>> Start READING PASSAGE
[Python-Dev] Allowing u.encode() to return non-strings

Fri Jun 18 09:03:52 EDT 2004

On Thursday 2004-06-17 16:43, Guido van Rossum wrote:

[MAL proposed that restrictions on the "encode" method should
be lifted...]

> May I make one tiny objection?  I don't know if it's enough to stop
> this (I value it at -0.5 at most), but this will make reasoning about
> types harder.  Given that approaches like StarKiller and IronPython
> are likely the best way to get near-C speed for Python, I'd like the
> standard library at least to make life easy for their approach.
> 
> The issue is that currently the type inferencer can know that the
> return type of u.encode(s) is 'unicode', assuming u's type is
> 'unicode'.

Um, you don't mean that. u"foo".encode() == "foo", of type str.

>             But with the proposed change, the return type will depend
> on the *value* of s, and I don't know how easy it is for the type
> inferencers to handle that case -- likely, a type inferencer will have
> to give up and say it returns 'object'.
>> End READING PASSAGE
>> Start GIVEN DATA
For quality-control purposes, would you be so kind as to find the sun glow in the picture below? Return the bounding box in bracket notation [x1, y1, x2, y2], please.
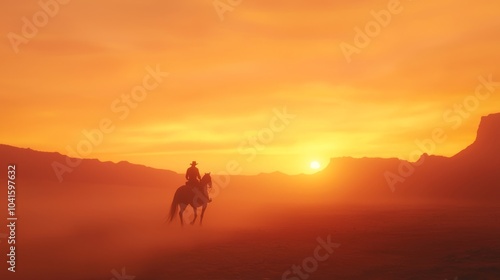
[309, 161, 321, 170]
>> End GIVEN DATA
### EXERCISE SET
1 – Summarize the mailing-list message about letting u.encode() return non-strings in two sentences.
2 – In the mailing-list message about u.encode(), at most how much does Guido van Rossum value his objection?
3 – Carry on the mailing-list message about letting u.encode() return non-strings from the point where it stops.
The material has nothing to do with the mailing-list message.

### RESPONSES PER TASK
1 – Guido van Rossum raises a small objection, valued at -0.5 at most, to MAL's proposal to lift restrictions on the "encode" method, because it would make reasoning about types harder for approaches like StarKiller and IronPython, which he sees as the likely best way to get near-C speed for Python. He argues that the return type of u.encode(s) would then depend on the value of s, so a type inferencer might have to give up and say it returns 'object', while the reply notes that u"foo".encode() actually returns a str rather than unicode.

2 – He values it at -0.5 at most.

3 –
When looking for near-C speed, type inferencing is most important
for a relatively small set of particularly efficiently manipulable
types: most notably, smallish integers. Being able to prove that
something is a Unicode object just isn't all that useful for
efficiency, because most of the things you can do to Unicode
objects aren't all that cheap relative to the cost of finding out
what they are. Likewise, though perhaps a bit less so, for being
able to prove that something is a string.

At least, so it seems to me. Maybe I'm wrong. I suppose the
extract-one-character operation might be used quite a bit,
and that could be cheap. But I can't help feeling that
occasions where (1) the compiler can prove that something
is a string because it comes from calling an "encode" method,
(2) it can't prove that any other way, (3) this makes an
appreciable difference to the speed of the code, and (4)
there isn't any less-rigorous (Psyco-like, say) way for
the type to be discovered and efficient code used, are
likely to be pretty rare, and in particular rare enough
that supplying some sort of optional type declaration
won't be unacceptable to users. (I bet that any version
of Python that achieves near-C speed by doing extensive
type inference will have optional type declarations.)

The above paragraph, of course, presupposes that we keep
the restriction on the return value of u.encode(s), and
start enforcing it so that the compiler can take advantage.

> (I've never liked functions whose return type depends on the value of
> an argument -- I guess my intuition has always anticipated type
> inferencing. :-)

def f(x): return x+x

has that property, even if you pretend that "+" only works
on numbers.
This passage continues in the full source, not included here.